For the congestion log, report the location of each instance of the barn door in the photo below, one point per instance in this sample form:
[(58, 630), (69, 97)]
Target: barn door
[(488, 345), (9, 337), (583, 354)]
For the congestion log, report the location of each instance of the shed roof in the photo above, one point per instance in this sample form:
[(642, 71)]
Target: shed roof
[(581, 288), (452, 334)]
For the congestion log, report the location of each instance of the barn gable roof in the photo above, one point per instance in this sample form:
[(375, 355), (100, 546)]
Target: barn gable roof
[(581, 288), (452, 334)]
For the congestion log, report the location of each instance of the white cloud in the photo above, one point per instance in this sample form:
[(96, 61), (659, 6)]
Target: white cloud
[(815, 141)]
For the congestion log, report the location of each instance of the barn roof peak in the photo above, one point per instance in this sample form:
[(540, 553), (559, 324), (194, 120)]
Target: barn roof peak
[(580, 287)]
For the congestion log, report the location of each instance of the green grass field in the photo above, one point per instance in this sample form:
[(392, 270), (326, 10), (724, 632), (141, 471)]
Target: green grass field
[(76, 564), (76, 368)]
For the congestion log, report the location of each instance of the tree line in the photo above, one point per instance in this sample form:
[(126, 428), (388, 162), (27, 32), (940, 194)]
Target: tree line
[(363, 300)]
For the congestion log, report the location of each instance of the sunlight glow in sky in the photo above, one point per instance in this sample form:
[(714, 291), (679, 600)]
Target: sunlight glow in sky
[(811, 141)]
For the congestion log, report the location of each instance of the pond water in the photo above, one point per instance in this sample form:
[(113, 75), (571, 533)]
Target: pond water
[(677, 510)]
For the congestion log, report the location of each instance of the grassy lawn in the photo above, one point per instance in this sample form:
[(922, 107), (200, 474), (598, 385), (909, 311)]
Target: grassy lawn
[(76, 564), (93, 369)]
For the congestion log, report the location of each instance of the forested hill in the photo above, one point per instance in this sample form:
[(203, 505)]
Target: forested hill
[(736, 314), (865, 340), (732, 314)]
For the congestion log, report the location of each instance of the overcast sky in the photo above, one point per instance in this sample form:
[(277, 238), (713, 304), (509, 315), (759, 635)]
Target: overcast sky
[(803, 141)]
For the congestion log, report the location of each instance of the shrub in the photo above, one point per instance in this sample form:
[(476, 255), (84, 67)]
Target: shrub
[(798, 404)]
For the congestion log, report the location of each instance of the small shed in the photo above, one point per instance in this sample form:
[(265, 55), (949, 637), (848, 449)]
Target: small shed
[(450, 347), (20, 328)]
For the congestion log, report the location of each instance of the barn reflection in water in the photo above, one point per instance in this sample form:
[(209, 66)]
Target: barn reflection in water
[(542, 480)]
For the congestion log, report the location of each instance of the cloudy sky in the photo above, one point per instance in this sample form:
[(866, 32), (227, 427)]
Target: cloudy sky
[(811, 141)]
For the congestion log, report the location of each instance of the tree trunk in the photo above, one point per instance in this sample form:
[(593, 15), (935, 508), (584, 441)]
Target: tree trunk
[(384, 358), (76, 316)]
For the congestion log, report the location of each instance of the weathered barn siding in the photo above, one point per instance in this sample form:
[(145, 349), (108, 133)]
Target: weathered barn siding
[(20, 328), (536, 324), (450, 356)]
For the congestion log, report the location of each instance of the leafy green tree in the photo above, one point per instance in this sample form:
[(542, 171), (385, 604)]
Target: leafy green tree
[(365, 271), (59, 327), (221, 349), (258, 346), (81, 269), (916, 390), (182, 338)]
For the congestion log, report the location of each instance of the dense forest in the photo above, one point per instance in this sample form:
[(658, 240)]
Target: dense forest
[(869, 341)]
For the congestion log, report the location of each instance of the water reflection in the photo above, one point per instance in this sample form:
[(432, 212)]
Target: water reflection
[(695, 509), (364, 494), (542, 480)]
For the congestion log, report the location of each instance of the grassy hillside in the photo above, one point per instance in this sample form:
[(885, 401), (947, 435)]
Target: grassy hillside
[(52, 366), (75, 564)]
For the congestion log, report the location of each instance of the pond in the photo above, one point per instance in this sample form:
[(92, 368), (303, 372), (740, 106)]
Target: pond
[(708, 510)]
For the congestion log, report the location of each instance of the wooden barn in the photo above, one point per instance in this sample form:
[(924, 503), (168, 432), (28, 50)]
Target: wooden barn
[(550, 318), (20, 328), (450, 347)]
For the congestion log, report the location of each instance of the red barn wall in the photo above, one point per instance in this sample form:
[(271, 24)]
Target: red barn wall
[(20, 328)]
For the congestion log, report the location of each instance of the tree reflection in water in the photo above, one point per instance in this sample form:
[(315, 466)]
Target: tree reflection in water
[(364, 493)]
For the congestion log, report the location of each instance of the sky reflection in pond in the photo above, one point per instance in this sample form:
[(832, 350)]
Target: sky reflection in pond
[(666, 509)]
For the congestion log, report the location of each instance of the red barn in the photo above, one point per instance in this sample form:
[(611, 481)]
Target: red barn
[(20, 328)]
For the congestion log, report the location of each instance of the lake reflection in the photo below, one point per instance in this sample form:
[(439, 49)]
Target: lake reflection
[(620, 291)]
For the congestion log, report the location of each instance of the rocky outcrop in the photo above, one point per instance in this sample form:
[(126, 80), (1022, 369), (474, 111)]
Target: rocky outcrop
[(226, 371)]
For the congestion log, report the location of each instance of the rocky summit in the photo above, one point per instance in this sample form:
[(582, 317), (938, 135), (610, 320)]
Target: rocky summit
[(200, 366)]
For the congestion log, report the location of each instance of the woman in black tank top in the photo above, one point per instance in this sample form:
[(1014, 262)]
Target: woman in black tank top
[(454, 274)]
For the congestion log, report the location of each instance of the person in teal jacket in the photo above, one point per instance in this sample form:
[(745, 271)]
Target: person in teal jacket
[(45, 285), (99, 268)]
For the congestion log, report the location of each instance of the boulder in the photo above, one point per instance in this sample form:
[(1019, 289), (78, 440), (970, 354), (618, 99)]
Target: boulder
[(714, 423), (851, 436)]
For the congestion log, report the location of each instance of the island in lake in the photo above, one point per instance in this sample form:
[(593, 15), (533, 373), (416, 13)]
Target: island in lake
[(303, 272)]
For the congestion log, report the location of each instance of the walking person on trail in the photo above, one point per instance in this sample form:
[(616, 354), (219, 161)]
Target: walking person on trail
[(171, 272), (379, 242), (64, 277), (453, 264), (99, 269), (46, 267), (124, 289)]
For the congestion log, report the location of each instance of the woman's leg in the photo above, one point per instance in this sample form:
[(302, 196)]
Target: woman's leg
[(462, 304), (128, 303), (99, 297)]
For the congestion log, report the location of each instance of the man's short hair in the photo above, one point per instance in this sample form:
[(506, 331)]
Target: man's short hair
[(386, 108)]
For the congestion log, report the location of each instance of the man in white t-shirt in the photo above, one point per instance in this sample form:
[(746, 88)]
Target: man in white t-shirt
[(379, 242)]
● ● ● ●
Write out every line of the items above as a JSON list of strings, one string per line, leaving out any blank lines.

# [FULL ANSWER]
[
  "For the congestion log, report the location of each instance of the barn door in the photo below, one point per instance in this sample form:",
  "[(58, 630), (69, 97)]",
  "Target: barn door",
  "[(488, 345), (9, 337), (583, 354)]",
  "For the congestion log, report the location of each instance of the shed roof in the photo above, one point per instance in this sample form:",
  "[(642, 71)]",
  "Target: shed roof",
  "[(581, 288), (452, 334)]",
  "For the congestion log, report the location of each instance of the barn gable roof in the photo above, one point per instance in this sample form:",
  "[(375, 355), (100, 546)]",
  "Target: barn gable roof",
  "[(581, 288), (452, 334)]",
  "For the congestion log, report the location of each instance of the white cloud in the photo above, one point per instance in this sample form:",
  "[(96, 61), (659, 6)]",
  "Target: white cloud",
  "[(815, 141)]",
  "For the congestion log, report the location of each instance of the barn roof peak in the photo above, one point per instance in this sample form:",
  "[(540, 553), (559, 324), (194, 120)]",
  "Target: barn roof peak",
  "[(580, 287)]",
  "For the congestion log, report the location of each instance of the green grass field in the photo above, one point per instance in this sample form:",
  "[(392, 270), (326, 10), (724, 632), (141, 471)]",
  "Target: green grass field",
  "[(76, 564), (76, 368)]",
  "For the congestion log, report the location of each instance of the tree line in the photo above, one point per instance in this sample form:",
  "[(126, 428), (388, 162), (27, 32), (940, 194)]",
  "Target: tree line",
  "[(363, 300)]",
  "For the congestion log, report the location of each instance of the sunlight glow in sky in the photo above, one point per instance in this sample form:",
  "[(714, 291), (679, 600)]",
  "Target: sunlight glow in sky",
  "[(811, 141)]",
  "For the congestion log, report the location of each instance of the pond water in the photo above, one point per instance in this sample form:",
  "[(113, 75), (571, 533)]",
  "Target: pond water",
  "[(677, 510)]",
  "For the congestion log, report the location of each instance of the grassy lawn in the photo above, one point per instance in this sample form:",
  "[(922, 107), (200, 474), (598, 385), (909, 311)]",
  "Target: grassy lawn",
  "[(76, 564), (93, 369)]",
  "For the congestion log, report the location of each instance of the forested hill in the photo above, one point per instance in this sample form:",
  "[(203, 505)]",
  "Target: forested hill",
  "[(736, 314), (865, 340), (732, 314)]",
  "For the congestion log, report the location of each instance of the overcast sky in the photo above, one point per instance in this sample form:",
  "[(277, 238), (713, 304), (509, 315), (759, 635)]",
  "Target: overcast sky",
  "[(803, 141)]",
  "For the congestion log, report the location of each instance of the shrub in the photo above, one point per instance in this sample form:",
  "[(476, 255), (84, 67)]",
  "Target: shrub",
  "[(798, 404)]",
  "For the congestion log, report the location of each instance of the small shed in the photo above, one point per instance in this sample form:",
  "[(265, 55), (949, 637), (848, 449)]",
  "Target: small shed",
  "[(450, 347), (20, 328)]",
  "For the congestion log, report the location of each instance of the barn reflection in water in the photo above, one point per instance in this sample form:",
  "[(209, 66)]",
  "Target: barn reflection in water",
  "[(542, 480)]",
  "For the congestion log, report the location of each instance of the cloudy sky in the photo above, one point per instance in this sample form:",
  "[(866, 32), (227, 427)]",
  "Target: cloudy sky",
  "[(811, 141)]",
  "For the congestion log, report the location of each instance of the tree trunk in the photo above, one point per instance in this sample form:",
  "[(593, 15), (935, 508), (584, 441)]",
  "Target: tree trunk",
  "[(384, 358), (76, 316)]",
  "For the congestion log, report the location of each instance of the weathered barn siding in the photo above, one point per instance in this sample form:",
  "[(145, 349), (108, 133)]",
  "Target: weathered barn siding",
  "[(20, 328), (536, 324), (450, 356)]",
  "For the congestion log, report the location of each instance of the leafy green tree in the photo above, one point per instance in this sample form:",
  "[(542, 171), (385, 604)]",
  "Target: leafy green tree",
  "[(365, 271), (59, 327), (221, 349), (258, 346), (81, 269), (916, 390), (182, 338)]",
  "For the congestion log, report the location of each instance of the dense forest in the photo above, one point per instance in this sample form:",
  "[(658, 240)]",
  "Target: dense forest",
  "[(869, 341)]",
  "For the congestion log, report the location of each instance of the water reflection in the photo above, one point per instance in this sample form:",
  "[(432, 212)]",
  "Target: water reflection",
  "[(695, 509), (364, 494), (542, 480)]",
  "For the congestion log, report the location of each instance of the grassy hillside in the photo above, one point per instance in this sample form:",
  "[(885, 401), (947, 435)]",
  "Target: grassy hillside",
  "[(52, 366), (75, 564)]",
  "For the congestion log, report the location of each instance of the pond in the photo above, one point per instance in this sample form:",
  "[(92, 368), (303, 372), (740, 106)]",
  "Target: pond",
  "[(708, 510)]",
  "For the congestion log, report the location of each instance of the wooden barn in the photo above, one point per instance in this sample form:",
  "[(924, 503), (168, 432), (28, 50)]",
  "Target: wooden barn",
  "[(550, 318), (20, 328), (450, 347)]",
  "For the congestion log, report the location of each instance of the red barn wall in the photo above, one point per instance in this sample form:",
  "[(271, 24)]",
  "Target: red barn wall",
  "[(20, 328)]",
  "For the congestion log, report the location of each instance of the tree reflection in water in the photo above, one point per instance in this sample form:",
  "[(315, 466)]",
  "Target: tree reflection in water",
  "[(364, 493)]",
  "For the congestion log, report the location of each instance of the sky reflection in pond in the photo above, one point per instance in this sample form:",
  "[(832, 350)]",
  "Target: sky reflection in pond",
  "[(666, 509)]",
  "For the congestion log, report the location of each instance of the red barn in the photo above, one point per instance in this sample form:",
  "[(611, 481)]",
  "Target: red barn",
  "[(20, 328)]",
  "For the congestion log, report the location of each instance of the lake reflection in the photo below, one point per instance in this sample form:",
  "[(439, 49)]",
  "Target: lake reflection",
  "[(620, 291)]",
  "For the congestion log, report the location of each instance of the rocky outcrop in the photo above, one point per instance in this sample form:",
  "[(126, 80), (1022, 369), (474, 111)]",
  "Target: rocky outcrop",
  "[(226, 371)]",
  "For the congestion log, report the location of each instance of the rocky summit in the photo above, one point per instance in this sample form:",
  "[(582, 317), (938, 135), (610, 320)]",
  "Target: rocky summit",
  "[(200, 366)]",
  "For the congestion log, report the location of each instance of the woman in black tank top in the photo above, one point per instance in this sample form:",
  "[(1014, 262)]",
  "Target: woman in black tank top",
  "[(454, 274)]",
  "For the congestion log, report the location of each instance of the person in teal jacket in the photo above, one point per instance in this sample form:",
  "[(745, 271)]",
  "Target: person in teal jacket",
  "[(45, 285), (99, 268)]",
  "For the congestion log, report the location of each instance of the boulder in the photo above, one point per instance in this sample form:",
  "[(1019, 289), (78, 440), (970, 354), (618, 99)]",
  "Target: boulder",
  "[(714, 423), (851, 436)]",
  "For the congestion log, report the location of each instance of the island in lake in the photo above, one point per instance in this sample form:",
  "[(593, 15), (533, 373), (416, 13)]",
  "Target: island in lake",
  "[(303, 272)]",
  "For the congestion log, report the location of each instance of the walking person on trail in the photo above, one point per instance in this sample form:",
  "[(616, 354), (219, 161)]",
  "Target: walking person on trail",
  "[(171, 272), (379, 242), (64, 277), (453, 264), (99, 269), (46, 267), (124, 289)]",
  "For the congestion log, report the location of each instance of the woman's leg in the photo above, one point per instance in this sample form:",
  "[(302, 196)]",
  "Target: woman's leg",
  "[(462, 304), (128, 303), (99, 297)]",
  "For the congestion log, report the location of each instance of the man's short hair in the photo above, one point per instance in this sample form:",
  "[(506, 331)]",
  "Target: man's short hair",
  "[(386, 108)]",
  "For the congestion log, report the location of each instance of the man in white t-shirt in the photo above, one point per instance in this sample form:",
  "[(746, 88)]",
  "Target: man in white t-shirt",
  "[(379, 242)]"
]